# INSTRUCTIONS TO FOLLOW:
What you return must match the data exactly, line for line.
□ □ □ □
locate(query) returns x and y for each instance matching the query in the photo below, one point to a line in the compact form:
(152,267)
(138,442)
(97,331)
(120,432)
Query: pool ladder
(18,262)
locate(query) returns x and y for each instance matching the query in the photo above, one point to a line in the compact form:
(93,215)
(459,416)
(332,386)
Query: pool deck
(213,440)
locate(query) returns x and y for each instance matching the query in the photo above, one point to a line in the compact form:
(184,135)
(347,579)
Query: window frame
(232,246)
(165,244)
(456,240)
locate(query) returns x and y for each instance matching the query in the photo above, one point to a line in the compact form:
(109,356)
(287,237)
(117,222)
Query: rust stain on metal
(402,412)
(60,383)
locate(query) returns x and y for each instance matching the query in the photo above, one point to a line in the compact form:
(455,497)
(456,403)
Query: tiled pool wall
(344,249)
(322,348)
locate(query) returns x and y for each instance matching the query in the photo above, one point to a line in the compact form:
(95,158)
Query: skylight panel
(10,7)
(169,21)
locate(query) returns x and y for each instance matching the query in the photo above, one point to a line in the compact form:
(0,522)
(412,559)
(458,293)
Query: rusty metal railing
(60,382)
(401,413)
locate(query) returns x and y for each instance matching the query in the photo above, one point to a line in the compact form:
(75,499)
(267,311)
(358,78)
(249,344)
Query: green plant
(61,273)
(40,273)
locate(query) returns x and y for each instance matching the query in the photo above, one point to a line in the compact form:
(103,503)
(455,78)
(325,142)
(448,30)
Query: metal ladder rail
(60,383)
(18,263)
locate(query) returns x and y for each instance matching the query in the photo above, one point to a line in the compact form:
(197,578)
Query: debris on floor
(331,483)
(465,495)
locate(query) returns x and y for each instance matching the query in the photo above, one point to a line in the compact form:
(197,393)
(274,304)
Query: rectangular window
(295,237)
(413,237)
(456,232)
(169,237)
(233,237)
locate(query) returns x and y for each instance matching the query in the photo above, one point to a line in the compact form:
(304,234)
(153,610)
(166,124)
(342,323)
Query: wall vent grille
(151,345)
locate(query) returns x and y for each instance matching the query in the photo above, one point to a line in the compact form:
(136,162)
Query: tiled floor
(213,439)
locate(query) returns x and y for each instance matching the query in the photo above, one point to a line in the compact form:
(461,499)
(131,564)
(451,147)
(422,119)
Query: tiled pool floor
□ □ □ □
# ANSWER AREA:
locate(query) returns x and y for each instance matching the query in the photo below, one point to a line in the compact form:
(152,267)
(138,442)
(97,331)
(120,432)
Query: pool ladder
(18,262)
locate(query) returns x and y for each instance matching the query in the photo above, one point to a line in the compact form:
(93,215)
(459,416)
(332,386)
Query: pool deck
(213,440)
locate(query) returns x and y for each instance matching the query in the photo above, one point to a line in the compact form:
(184,135)
(347,579)
Query: window frame
(232,246)
(165,244)
(456,240)
locate(query) returns x and y for each instance matching the query in the photo above, one point to a line in the compact form:
(109,356)
(287,237)
(117,222)
Query: rust stain on metal
(402,412)
(60,383)
locate(query) returns x and y for each instance matching the query in the photo above, one point to a line in the compact form:
(455,497)
(456,403)
Query: tiled pool wall
(344,249)
(322,348)
locate(query) returns x and y for each instance matching the query in the photo above, one point to a line in the compact form:
(95,158)
Query: skylight panel
(10,7)
(169,21)
locate(query) returns x and y for each instance matching the query in the photo above, one point to a line in the compact form:
(0,522)
(412,559)
(458,293)
Query: rusty metal railing
(60,382)
(401,413)
locate(query) returns x and y for each instance matching the query in the photo above, one point to a line in the compact form:
(75,499)
(267,311)
(358,78)
(249,344)
Query: green plant
(61,273)
(40,273)
locate(query) returns x and y for each instance matching the query in the photo above, one point to a line in the compact form:
(103,503)
(455,78)
(325,142)
(448,30)
Query: metal ladder rail
(60,383)
(18,263)
locate(query) returns x and y for each instance matching the query in the photo above, one point to a line in the compact form:
(197,578)
Query: debris on floor
(331,483)
(465,495)
locate(query) returns x and y for each instance matching the query in the photo above, one point to a line in the compact form:
(197,393)
(274,304)
Query: rectangular window
(295,237)
(413,237)
(456,232)
(169,237)
(233,237)
locate(query) returns x and y for each instance matching the query in the photo above, one point to a line in the compact form:
(304,234)
(153,610)
(166,124)
(342,323)
Query: wall vent grille
(151,345)
locate(query) returns x and y for each instance matching the query in the photo above, one point to a line in the compact form:
(136,162)
Query: tiled floor
(213,439)
locate(query) returns x and y for each instance matching the query in the photo above, one point to a line in the compact form:
(461,499)
(131,564)
(451,147)
(422,119)
Query: tiled pool floor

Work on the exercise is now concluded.